### [Written task A]
Summarize the forum thread in two sentences.
### [Written task B]
Transcribe the part of the forum thread that opens with the words containing "Thanks so much" and closes with "boundaries if possible.".

### [Document excerpt]
-- Start --

# Accidental mixing of females



## chumbaz (May 9, 2010)

I recently got an incredible deal on a variety of peacock trio's. I made the mistake of putting them all in my 150, and I'm assuming it's going to be impossible to differentiate at this point which is which in terms of the females if I ever want to take them out? Will cross-breeding be an issue?

The LFS told me that trio's were best to prevent aggression, but at this point I'm not sure if the guy had a clue what he was talking about.

Suggestions?

Thanks so much for your input!


----------



## Number6 (Mar 13, 2003)

classic mistake, very high potential (near 100%) of hybridization. 
The LFS person was sort of correct, but of course missed the most important details... typical. 
You buy at least a trio to avoid the male only having one female to pound his affections on, but more is better and the males have NO issue with females of a different species. It is the females that reinforce species boundaries if possible.


----------



## tires_6792 (Mar 25, 2005)

what types you get?


----------



## chumbaz (May 9, 2010)

Well **** .

I nabbed a really great deal on trio's of Copadichromis Borleyi "red fin", Aulonocara Baenschi "sunshine", Aulonocara Sp. OB Peacock, Aulonocara Jacobfreibergi, and Sciaenochromis Ahl.

-- End --

(Boundary annotation records)
-- Start --

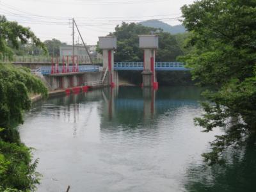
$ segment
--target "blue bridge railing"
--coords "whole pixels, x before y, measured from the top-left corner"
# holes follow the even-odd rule
[[[72,66],[69,67],[69,72],[72,71]],[[43,75],[51,74],[51,67],[42,67],[38,72]],[[185,64],[181,62],[156,62],[156,70],[190,70],[185,67]],[[102,70],[99,65],[79,65],[79,72],[97,72]],[[115,70],[143,70],[143,62],[116,62],[114,64]],[[56,70],[56,68],[55,68]],[[62,72],[62,67],[58,67],[59,73]]]
[[[62,72],[62,67],[58,67],[59,73],[61,73]],[[80,65],[79,67],[79,72],[96,72],[99,71],[102,67],[99,66],[93,66],[93,65]],[[72,72],[73,69],[72,66],[69,67],[69,72]],[[41,67],[40,70],[39,70],[42,74],[43,75],[49,75],[51,74],[51,72],[52,70],[51,67]],[[56,71],[56,68],[55,68],[55,71]]]
[[[114,64],[115,70],[143,70],[143,62],[116,62]],[[190,70],[181,62],[156,62],[156,70]]]

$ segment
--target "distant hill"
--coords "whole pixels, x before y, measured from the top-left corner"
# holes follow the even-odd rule
[[[164,32],[169,32],[173,35],[186,32],[186,29],[182,25],[172,26],[158,20],[148,20],[147,21],[141,22],[140,24],[146,27],[161,28],[164,30]]]

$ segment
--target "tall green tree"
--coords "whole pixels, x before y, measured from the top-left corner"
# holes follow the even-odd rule
[[[159,36],[159,47],[156,53],[156,61],[174,61],[177,56],[182,54],[174,35],[163,32],[161,29],[143,26],[135,23],[123,22],[110,33],[118,39],[115,60],[117,61],[141,61],[143,53],[139,48],[140,35],[156,34]]]
[[[25,44],[31,39],[36,47],[41,47],[47,51],[44,44],[37,38],[29,28],[24,28],[17,22],[8,21],[6,17],[0,15],[0,57],[4,54],[12,56],[14,49],[19,48],[22,44]]]
[[[209,102],[195,122],[205,132],[226,130],[203,156],[210,163],[222,162],[228,147],[255,134],[256,1],[202,0],[182,11],[194,49],[181,60],[200,85],[214,88],[204,93]]]
[[[30,31],[0,16],[0,52],[12,55],[8,45],[19,48],[31,39],[46,51],[44,44]],[[33,161],[31,149],[20,142],[16,126],[29,109],[29,93],[46,97],[47,90],[28,68],[0,63],[0,191],[35,191],[40,174],[38,161]]]
[[[60,40],[56,38],[44,41],[44,43],[47,47],[49,54],[51,56],[60,56],[60,46],[67,45],[66,43],[62,43]]]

-- End --

### [Complete output A]
A poster who got a deal on several peacock trios put them all in a 150 and asks whether the females can still be told apart and whether cross-breeding will be an issue. A reply warns that hybridization is nearly certain because males have no issue with females of a different species and only females reinforce species boundaries, and the poster then lists the species bought.

### [Complete output B]
Thanks so much for your input!


----------



## Number6 (Mar 13, 2003)

classic mistake, very high potential (near 100%) of hybridization. 
The LFS person was sort of correct, but of course missed the most important details... typical. 
You buy at least a trio to avoid the male only having one female to pound his affections on, but more is better and the males have NO issue with females of a different species. It is the females that reinforce species boundaries if possible.